Vivre dans une ville moche aurait des conséquences négatives sur notre bien-être et notre santé mentale. C’est ce que suggèrent des architectes, neurologues et activistes depuis plusieurs années. Pour le démontrer de façon scientifique, l’université de Cambridge a décidé de mener une étude afin d’établir un lien direct entre l’apparence d’un bâtiment et une réaction psychologique.
Avec la croissance démographique et l’exode rural, les villes s’étendent de plus en plus en largeur comme en hauteur. Si certaines métropoles prennent soin de mettre en place une politique d’urbanisme adaptée à nos besoins nouveaux, en termes d’espaces ou de végétation notamment, la plupart ne le font pas.
Jan Gehl et Jane Jacobs en pionnier
Ainsi, il y a de plus en plus de villes qui dégagent une sensation d’étouffement et de malaise, avec des buildings toujours plus haut, le bitume partout ainsi que des couleurs ternes. Ce décor morose aurait un effet négatif sur notre bien-être, pas toujours perceptible immédiatement. Dans les années 1960, l’architecte danois Jan Gehl et l’activiste américaine Jane Jacobs avaient déjà affirmé que le côté inhumain des villes impacte directement notre santé.
Une ville moche provoquerait un malaise
Selon ces chercheurs, l’architecture laide des villes peut se voir dans leurs étalements stériles et leurs voies rapides agressives notamment. Ce côté « inhumain » provoquerait un malaise et un mal-être chez le citadin. Mais Jan Gehl et Jane Jacobs manquaient alors de preuves tangibles, relève Slate dans un article sur le sujet. Il leur fallait s’appuyer sur des cas d’études spécifiques et des problèmes réels.
● ● ● ●
= Activité =
Pouvez-vous résumer en deux phrases le texte sur les villes moches ?

(Données d'expressions référentielles)
● ● ● ●
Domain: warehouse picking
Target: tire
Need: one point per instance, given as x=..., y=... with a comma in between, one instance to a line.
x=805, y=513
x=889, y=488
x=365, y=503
● ● ● ●
= Réponse attendue =
Selon des architectes, neurologues et activistes, vivre dans une ville moche nuirait au bien-être et à la santé mentale, et l'université de Cambridge a lancé une étude pour établir un lien direct entre l'apparence d'un bâtiment et une réaction psychologique. Dès les années 1960, Jan Gehl et Jane Jacobs affirmaient déjà que le côté inhumain des villes affecte directement notre santé, mais ils manquaient de preuves tangibles.